§ TASK GOAL: Starting at the line that contains "Query: green plush toy", print every remaining line of the entries, unchanged, and output nothing more.

:: PROVIDED MATERIAL ::

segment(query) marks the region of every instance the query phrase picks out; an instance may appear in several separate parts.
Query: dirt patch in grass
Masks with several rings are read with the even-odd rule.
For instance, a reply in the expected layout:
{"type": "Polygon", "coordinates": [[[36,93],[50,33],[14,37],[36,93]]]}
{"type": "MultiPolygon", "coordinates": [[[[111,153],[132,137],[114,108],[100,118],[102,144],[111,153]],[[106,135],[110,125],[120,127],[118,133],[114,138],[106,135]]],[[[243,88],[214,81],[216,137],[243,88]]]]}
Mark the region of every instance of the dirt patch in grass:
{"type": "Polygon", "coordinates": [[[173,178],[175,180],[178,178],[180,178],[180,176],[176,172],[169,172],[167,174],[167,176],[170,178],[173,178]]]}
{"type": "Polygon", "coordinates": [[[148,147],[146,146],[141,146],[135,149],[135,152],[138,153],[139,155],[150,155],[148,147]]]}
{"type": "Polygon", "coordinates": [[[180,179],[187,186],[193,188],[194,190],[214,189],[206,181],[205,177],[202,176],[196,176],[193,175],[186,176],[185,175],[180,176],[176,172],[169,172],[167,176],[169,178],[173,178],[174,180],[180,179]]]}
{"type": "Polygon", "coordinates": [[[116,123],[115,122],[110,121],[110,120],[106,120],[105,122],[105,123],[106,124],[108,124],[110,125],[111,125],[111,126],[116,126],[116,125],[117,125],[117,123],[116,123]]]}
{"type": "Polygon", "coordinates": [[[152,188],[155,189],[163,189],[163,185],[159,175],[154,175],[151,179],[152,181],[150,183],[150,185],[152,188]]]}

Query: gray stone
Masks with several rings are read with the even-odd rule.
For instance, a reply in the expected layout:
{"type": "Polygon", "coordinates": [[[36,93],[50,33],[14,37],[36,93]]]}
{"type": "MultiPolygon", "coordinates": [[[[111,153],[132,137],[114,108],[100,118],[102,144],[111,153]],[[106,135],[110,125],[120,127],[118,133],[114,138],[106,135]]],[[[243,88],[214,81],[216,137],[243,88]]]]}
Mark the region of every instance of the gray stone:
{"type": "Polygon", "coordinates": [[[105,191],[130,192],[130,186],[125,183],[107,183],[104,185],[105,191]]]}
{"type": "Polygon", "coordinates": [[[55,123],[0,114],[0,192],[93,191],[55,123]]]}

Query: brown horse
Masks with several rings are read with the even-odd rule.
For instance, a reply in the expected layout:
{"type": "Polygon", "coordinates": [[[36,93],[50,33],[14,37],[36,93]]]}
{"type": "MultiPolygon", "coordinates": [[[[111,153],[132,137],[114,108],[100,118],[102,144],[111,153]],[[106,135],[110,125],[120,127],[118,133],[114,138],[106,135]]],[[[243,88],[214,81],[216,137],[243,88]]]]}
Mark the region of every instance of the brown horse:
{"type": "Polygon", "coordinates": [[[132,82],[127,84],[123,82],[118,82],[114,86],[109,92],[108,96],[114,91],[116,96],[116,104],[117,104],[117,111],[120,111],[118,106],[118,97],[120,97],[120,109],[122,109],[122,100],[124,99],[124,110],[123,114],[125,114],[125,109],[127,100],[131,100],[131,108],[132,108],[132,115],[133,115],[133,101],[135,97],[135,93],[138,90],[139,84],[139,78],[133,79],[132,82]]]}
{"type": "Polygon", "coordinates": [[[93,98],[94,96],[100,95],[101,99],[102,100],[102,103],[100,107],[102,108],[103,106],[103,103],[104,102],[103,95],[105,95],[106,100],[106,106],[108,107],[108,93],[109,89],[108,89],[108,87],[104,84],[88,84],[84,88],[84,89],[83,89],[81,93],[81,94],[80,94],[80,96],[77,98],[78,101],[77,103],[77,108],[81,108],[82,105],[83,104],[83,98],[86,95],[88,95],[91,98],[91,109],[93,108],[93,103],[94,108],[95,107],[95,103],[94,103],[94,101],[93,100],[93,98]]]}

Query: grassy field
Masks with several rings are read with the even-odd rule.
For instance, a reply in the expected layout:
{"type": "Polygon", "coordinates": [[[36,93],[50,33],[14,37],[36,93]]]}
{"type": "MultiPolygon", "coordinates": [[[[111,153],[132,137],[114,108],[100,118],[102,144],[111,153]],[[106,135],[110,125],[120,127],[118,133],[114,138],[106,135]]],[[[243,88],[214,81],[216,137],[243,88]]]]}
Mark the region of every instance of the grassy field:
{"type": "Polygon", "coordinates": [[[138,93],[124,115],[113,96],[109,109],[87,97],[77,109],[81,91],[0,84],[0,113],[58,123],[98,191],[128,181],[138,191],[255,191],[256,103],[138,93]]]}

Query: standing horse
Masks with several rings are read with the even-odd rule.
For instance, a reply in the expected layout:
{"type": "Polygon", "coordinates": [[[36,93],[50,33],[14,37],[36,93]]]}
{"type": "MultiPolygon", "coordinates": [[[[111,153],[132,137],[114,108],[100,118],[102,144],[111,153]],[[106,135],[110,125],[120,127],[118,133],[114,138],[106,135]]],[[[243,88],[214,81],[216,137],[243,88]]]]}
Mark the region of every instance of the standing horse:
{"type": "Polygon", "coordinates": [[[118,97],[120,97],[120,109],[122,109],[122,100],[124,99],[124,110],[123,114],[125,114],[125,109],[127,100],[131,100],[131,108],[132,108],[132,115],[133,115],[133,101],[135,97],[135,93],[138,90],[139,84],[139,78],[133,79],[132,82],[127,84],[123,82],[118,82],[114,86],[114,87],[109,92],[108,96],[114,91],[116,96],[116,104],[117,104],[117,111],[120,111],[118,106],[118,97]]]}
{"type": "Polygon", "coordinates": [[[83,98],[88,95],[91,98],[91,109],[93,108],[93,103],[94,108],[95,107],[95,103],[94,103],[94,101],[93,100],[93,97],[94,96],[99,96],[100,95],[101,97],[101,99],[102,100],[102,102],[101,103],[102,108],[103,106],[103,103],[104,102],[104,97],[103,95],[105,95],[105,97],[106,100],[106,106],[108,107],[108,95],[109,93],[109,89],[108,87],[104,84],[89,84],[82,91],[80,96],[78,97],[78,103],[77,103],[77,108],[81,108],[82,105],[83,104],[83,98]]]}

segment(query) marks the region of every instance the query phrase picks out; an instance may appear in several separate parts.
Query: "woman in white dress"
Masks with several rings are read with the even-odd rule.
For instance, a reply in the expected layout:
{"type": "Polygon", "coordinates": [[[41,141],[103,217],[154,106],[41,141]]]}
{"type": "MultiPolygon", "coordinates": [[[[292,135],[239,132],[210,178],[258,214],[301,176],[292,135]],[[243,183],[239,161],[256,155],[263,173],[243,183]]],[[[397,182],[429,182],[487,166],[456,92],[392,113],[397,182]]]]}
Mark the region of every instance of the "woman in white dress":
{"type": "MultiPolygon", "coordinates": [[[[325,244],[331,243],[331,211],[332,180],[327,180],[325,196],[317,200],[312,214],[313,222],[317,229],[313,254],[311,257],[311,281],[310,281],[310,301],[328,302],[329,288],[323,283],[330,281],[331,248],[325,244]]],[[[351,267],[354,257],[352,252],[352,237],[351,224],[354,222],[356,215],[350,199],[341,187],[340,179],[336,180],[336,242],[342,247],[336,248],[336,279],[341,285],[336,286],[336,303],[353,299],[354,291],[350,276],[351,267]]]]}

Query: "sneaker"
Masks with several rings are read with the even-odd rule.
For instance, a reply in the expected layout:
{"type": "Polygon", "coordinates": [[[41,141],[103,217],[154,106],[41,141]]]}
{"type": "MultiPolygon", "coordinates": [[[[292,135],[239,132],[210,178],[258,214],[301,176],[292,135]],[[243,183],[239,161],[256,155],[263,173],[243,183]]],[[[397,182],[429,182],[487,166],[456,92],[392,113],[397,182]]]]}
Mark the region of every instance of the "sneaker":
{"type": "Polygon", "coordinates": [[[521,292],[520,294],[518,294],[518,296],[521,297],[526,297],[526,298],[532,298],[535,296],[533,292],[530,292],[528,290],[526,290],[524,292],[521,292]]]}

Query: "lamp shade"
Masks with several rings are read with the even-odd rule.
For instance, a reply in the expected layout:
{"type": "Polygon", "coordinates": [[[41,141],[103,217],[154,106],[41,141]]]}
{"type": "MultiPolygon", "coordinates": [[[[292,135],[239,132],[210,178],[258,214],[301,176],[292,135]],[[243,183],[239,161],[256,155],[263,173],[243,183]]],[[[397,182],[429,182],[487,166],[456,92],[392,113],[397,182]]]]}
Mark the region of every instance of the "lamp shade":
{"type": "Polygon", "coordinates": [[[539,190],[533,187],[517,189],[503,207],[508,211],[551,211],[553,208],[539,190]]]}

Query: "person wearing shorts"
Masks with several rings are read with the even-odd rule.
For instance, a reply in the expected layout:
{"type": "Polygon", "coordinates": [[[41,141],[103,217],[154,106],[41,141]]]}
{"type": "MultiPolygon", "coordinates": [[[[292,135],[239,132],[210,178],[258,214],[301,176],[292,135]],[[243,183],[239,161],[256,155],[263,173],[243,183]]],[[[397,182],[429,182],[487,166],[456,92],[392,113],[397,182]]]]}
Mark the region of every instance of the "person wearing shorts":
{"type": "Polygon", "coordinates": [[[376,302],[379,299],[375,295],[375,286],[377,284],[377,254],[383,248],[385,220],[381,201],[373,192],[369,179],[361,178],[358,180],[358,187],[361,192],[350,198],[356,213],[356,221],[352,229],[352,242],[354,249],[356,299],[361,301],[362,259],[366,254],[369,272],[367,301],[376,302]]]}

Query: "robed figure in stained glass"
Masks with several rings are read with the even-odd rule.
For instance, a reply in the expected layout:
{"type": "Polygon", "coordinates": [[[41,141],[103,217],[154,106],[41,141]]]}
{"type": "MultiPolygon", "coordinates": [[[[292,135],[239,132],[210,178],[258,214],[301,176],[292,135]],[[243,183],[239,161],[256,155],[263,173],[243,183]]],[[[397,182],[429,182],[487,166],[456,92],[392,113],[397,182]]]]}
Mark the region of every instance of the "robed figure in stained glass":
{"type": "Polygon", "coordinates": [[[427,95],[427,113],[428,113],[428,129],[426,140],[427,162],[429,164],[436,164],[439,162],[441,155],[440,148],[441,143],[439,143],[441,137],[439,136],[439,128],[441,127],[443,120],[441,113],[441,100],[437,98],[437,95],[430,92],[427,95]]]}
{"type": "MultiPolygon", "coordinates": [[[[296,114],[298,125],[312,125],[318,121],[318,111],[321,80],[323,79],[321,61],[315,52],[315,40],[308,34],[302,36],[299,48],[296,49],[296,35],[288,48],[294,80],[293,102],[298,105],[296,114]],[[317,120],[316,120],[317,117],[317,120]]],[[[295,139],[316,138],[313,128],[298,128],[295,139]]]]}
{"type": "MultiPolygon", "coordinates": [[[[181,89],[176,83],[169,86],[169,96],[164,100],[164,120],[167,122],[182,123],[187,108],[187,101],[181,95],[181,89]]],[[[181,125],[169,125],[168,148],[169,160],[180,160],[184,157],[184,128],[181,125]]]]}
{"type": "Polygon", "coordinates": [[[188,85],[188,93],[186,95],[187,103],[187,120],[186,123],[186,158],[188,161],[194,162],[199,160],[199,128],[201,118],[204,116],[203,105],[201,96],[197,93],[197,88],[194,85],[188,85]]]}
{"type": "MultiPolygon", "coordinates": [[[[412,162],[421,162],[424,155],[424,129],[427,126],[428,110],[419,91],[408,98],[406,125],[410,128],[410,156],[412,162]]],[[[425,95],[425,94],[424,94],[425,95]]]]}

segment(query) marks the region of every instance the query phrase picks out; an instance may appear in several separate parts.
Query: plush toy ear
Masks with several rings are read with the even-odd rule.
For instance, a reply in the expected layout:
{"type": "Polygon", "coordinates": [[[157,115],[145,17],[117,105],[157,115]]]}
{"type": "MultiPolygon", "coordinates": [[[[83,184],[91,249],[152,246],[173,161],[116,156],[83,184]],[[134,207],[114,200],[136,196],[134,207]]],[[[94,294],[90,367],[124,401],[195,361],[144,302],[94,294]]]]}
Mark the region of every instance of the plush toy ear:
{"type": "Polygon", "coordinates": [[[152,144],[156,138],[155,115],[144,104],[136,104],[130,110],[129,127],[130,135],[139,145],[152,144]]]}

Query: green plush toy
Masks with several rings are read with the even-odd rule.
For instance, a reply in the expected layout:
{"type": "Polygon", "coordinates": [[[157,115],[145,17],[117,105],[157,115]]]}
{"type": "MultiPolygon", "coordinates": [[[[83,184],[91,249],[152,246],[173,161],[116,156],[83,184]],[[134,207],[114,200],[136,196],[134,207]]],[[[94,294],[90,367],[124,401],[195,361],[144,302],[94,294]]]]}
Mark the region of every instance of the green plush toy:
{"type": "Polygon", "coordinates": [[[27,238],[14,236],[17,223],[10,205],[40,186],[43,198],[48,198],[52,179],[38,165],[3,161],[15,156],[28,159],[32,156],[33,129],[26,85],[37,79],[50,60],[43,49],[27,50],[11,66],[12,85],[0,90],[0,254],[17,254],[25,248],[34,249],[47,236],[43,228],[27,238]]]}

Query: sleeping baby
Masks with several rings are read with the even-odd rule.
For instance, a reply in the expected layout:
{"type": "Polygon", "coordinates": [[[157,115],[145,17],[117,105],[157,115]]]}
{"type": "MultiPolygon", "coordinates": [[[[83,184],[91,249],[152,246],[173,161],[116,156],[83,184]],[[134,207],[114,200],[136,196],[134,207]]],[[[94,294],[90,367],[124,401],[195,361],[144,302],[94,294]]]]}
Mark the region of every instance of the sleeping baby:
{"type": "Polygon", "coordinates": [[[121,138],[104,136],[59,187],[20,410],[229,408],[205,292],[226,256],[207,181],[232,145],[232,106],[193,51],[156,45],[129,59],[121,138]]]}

:::

§ EXERCISE SOLUTION:
Query: green plush toy
Masks with several rings are read with the even-odd rule.
For instance, a reply in the expected layout:
{"type": "Polygon", "coordinates": [[[157,115],[145,17],[117,105],[157,115]]]}
{"type": "MultiPolygon", "coordinates": [[[[83,184],[91,249],[152,246],[173,161],[116,156],[83,184]],[[134,207],[114,200],[136,196],[134,207]]],[[[94,294],[90,367],[124,401],[195,361],[144,302],[94,294]]]]}
Mark the region of every instance of the green plush toy:
{"type": "Polygon", "coordinates": [[[27,238],[14,236],[17,223],[10,205],[40,186],[43,198],[48,198],[52,179],[38,165],[3,161],[15,156],[28,159],[32,156],[33,129],[26,85],[37,79],[50,60],[43,49],[27,50],[11,66],[12,85],[0,90],[0,254],[17,254],[25,248],[34,249],[47,236],[43,228],[27,238]]]}

Query: sleeping baby
Masks with several rings are read with the even-odd rule.
For instance, a reply in the expected layout:
{"type": "Polygon", "coordinates": [[[157,115],[145,17],[117,105],[157,115]]]}
{"type": "MultiPolygon", "coordinates": [[[[83,184],[91,249],[152,246],[173,161],[116,156],[83,184]],[[134,207],[114,200],[136,196],[134,207]]],[[[94,294],[90,367],[124,401],[195,361],[144,302],[94,294]]]]}
Mark the region of every instance of the sleeping baby:
{"type": "Polygon", "coordinates": [[[121,138],[104,136],[59,187],[20,410],[229,408],[205,292],[226,256],[207,181],[232,145],[232,106],[193,51],[156,45],[129,59],[121,138]]]}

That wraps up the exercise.